Records drawn from a dataset
[Start of section]

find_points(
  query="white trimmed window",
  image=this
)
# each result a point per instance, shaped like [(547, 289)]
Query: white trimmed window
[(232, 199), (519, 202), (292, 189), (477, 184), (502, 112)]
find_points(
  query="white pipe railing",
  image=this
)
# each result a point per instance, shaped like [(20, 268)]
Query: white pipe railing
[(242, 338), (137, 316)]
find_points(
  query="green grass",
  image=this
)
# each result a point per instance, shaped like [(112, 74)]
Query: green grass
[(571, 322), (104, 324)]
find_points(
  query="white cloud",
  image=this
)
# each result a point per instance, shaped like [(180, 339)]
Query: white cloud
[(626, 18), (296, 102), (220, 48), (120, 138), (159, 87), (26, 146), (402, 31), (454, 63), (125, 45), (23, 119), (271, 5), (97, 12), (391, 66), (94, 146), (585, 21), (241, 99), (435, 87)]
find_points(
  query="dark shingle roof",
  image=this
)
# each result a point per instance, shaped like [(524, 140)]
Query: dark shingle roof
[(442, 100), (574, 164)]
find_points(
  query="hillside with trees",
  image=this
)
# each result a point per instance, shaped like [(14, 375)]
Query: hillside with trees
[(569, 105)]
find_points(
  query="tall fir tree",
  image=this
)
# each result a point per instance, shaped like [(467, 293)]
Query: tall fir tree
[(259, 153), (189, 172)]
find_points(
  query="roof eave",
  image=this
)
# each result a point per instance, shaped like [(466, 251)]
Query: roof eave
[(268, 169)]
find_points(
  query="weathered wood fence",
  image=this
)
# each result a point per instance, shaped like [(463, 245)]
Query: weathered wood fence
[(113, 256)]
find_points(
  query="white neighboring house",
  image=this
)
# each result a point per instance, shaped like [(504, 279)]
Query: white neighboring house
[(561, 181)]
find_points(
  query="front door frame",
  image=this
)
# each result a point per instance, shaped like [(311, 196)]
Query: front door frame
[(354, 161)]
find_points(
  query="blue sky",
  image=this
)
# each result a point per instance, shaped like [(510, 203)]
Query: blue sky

[End of section]
[Start of section]

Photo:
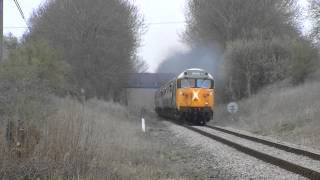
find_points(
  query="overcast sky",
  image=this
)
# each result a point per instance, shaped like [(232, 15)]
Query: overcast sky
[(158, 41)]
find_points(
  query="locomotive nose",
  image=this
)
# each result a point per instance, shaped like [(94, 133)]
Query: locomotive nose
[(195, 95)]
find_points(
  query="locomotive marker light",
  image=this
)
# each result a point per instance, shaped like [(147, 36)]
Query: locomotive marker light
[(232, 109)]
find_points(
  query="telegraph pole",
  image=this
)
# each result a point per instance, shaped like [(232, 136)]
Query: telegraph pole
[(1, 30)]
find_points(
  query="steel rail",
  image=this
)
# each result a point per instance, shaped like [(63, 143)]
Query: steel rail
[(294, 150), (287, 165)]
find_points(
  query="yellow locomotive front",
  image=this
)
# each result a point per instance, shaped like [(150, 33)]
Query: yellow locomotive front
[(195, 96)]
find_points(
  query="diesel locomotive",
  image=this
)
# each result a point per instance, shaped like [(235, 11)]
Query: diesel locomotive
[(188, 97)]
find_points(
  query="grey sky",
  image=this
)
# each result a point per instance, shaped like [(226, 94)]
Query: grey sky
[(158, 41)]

[End of section]

- _PROBLEM TO SOLVE_:
Write out exactly the lines that fall from the line with "Query: white pipe railing" to the line with "# each result a point per instance, shaped like [(524, 140)]" in the records above, keeping both ends.

- _ANSWER BOX_:
Query: white pipe railing
[(242, 338), (137, 316)]
find_points(
  query="green grass",
  image=this
)
# each result a point per instance, shaped like [(112, 74)]
Query: green grass
[(571, 322), (104, 324)]
find_points(
  query="white cloud",
  image=this
)
# each result a point per instance, shaped like [(180, 339)]
Query: white cloud
[(626, 18), (296, 102), (220, 48), (120, 138), (159, 87), (26, 146), (402, 31), (454, 63), (125, 45), (23, 119), (271, 5), (97, 12), (391, 66), (94, 146), (585, 21), (241, 99), (435, 87)]
find_points(
  query="dark shingle roof",
  image=this
)
# each result a point per instance, shaped like [(524, 140)]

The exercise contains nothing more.